> _What is required_
Nothing but the lines from the one containing "the red tile" through the last line of the entries should appear in the output, each verbatim.

> _Supplied records_
============================================================
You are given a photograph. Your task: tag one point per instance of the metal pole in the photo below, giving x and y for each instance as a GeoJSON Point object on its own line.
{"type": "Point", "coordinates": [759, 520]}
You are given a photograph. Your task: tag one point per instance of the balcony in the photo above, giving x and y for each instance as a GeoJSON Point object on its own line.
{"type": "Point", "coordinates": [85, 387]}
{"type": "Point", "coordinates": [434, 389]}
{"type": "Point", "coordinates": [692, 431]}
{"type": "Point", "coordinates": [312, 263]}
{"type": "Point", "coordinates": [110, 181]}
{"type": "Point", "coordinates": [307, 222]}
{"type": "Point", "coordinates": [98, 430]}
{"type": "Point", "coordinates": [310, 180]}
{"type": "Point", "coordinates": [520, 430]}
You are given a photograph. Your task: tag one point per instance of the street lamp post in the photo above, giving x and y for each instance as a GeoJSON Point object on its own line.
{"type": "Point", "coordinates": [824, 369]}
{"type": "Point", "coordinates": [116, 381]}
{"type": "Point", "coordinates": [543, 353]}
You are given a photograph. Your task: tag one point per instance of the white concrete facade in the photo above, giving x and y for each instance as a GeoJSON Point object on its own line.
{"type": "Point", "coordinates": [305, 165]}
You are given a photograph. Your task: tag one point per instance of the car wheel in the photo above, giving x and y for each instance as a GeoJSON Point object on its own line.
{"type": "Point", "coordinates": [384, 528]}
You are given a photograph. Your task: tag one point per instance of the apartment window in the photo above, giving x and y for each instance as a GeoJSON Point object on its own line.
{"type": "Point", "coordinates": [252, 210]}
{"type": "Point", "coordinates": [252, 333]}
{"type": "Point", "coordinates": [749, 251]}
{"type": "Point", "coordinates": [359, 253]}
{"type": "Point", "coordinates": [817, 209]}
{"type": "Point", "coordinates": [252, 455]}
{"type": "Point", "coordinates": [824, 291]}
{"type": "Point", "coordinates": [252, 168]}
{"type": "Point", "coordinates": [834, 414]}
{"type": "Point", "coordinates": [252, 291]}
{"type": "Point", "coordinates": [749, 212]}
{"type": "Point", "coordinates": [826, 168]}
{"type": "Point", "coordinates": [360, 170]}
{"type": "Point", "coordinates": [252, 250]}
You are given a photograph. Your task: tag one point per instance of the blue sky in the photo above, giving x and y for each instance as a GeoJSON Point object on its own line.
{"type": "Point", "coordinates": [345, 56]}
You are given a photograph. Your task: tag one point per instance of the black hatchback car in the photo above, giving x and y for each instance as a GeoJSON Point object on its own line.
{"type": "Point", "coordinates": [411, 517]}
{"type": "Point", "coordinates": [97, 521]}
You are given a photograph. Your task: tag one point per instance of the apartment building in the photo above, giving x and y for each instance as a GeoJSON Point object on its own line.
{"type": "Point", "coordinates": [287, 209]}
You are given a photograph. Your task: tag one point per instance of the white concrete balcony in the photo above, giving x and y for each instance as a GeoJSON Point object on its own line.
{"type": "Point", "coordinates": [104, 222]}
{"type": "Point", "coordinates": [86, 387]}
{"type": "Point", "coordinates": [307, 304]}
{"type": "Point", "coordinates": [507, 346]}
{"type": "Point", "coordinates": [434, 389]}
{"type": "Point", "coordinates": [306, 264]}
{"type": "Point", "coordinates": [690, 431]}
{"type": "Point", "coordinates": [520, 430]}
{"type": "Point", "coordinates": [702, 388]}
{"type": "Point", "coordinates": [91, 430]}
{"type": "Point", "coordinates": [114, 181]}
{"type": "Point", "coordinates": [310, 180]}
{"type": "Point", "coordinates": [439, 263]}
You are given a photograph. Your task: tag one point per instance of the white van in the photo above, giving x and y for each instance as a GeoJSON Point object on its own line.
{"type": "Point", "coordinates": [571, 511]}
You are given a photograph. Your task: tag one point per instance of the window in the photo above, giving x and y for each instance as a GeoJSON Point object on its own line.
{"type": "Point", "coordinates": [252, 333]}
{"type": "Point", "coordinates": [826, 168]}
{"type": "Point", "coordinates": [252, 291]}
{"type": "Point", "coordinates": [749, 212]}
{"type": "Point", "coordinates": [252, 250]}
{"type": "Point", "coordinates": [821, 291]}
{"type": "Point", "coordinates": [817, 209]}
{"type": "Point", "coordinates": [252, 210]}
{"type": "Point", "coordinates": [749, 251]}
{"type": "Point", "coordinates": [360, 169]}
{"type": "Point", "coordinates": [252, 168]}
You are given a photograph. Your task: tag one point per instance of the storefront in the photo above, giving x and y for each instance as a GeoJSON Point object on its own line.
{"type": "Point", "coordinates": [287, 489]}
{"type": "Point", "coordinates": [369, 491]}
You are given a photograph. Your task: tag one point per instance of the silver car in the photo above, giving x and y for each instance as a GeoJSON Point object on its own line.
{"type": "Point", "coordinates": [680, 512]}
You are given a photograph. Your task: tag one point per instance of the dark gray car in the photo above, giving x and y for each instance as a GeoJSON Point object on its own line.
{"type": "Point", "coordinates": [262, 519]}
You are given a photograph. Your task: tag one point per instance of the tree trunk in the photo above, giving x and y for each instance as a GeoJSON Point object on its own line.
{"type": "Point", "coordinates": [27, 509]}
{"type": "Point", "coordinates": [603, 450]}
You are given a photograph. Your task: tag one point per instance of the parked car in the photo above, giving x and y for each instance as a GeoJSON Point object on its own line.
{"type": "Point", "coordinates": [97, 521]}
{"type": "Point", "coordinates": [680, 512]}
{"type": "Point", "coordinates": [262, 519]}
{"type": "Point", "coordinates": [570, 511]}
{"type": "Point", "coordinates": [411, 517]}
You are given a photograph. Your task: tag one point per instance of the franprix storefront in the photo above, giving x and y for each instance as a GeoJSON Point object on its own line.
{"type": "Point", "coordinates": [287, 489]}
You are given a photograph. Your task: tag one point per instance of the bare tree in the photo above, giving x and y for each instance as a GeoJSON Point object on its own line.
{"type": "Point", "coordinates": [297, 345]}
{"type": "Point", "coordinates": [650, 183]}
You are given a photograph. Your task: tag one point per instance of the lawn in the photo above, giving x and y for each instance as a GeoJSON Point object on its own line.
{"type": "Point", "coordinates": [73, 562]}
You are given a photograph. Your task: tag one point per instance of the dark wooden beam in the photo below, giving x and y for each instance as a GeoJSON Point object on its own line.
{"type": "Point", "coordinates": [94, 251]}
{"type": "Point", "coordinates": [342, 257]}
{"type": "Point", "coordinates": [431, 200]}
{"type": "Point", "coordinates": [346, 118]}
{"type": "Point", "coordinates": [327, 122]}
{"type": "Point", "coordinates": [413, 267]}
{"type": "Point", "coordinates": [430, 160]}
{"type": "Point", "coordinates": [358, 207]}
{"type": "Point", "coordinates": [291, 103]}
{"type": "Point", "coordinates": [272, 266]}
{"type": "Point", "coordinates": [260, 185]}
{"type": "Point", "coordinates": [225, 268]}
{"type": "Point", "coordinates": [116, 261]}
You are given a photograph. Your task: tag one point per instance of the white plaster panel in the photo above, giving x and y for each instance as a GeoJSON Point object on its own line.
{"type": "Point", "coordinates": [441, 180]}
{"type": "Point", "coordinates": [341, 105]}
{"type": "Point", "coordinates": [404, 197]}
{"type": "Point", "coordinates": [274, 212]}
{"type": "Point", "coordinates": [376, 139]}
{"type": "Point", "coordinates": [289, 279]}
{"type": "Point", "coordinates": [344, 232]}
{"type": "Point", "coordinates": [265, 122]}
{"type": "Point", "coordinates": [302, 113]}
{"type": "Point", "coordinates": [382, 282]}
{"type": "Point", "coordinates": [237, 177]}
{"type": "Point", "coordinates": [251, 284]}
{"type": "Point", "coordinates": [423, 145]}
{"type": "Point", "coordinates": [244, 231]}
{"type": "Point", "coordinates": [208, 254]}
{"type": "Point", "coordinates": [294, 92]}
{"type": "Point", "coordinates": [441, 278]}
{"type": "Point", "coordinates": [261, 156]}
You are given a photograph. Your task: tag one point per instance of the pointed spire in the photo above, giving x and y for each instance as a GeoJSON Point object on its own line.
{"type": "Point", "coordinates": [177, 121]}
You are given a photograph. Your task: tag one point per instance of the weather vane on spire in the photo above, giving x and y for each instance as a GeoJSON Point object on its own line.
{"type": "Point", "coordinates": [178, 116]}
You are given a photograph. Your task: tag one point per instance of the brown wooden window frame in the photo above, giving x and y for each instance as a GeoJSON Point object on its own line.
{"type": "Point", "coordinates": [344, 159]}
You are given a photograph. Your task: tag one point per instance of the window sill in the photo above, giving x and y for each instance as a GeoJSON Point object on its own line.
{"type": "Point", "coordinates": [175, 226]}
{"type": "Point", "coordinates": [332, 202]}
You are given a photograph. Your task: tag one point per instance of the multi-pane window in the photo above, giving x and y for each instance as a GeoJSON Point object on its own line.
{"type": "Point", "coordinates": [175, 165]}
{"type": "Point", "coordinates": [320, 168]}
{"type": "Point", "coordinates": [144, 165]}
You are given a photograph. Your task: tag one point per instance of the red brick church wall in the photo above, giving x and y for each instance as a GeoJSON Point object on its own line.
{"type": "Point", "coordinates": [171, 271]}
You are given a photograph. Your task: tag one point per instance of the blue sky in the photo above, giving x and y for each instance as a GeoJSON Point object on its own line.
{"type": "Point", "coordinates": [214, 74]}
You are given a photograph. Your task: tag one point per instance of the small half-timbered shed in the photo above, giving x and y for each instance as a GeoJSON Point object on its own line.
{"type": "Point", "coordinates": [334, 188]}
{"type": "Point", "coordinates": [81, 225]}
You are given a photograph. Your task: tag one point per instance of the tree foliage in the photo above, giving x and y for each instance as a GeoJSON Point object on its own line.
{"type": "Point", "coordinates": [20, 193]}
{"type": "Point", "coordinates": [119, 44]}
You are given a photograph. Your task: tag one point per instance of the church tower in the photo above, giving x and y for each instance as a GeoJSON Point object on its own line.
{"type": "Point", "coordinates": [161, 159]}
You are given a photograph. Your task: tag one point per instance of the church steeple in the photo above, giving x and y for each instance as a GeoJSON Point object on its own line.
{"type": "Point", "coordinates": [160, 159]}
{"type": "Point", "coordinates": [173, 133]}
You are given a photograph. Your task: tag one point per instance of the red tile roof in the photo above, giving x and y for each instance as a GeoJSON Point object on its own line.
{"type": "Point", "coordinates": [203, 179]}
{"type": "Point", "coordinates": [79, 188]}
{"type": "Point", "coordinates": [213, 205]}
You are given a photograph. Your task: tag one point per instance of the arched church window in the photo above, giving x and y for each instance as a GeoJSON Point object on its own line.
============================================================
> _Response below_
You are given a photograph. Your task: tag one point per instance of the red tile roof in the photo above, giving x and y for each instance as a GeoJSON Point object on its own line.
{"type": "Point", "coordinates": [203, 179]}
{"type": "Point", "coordinates": [79, 188]}
{"type": "Point", "coordinates": [213, 205]}
You are given a photograph. Your task: tag one point per instance of the arched church window in the photo above, giving x and y for each instance as a GeoJSON Point object on its own line.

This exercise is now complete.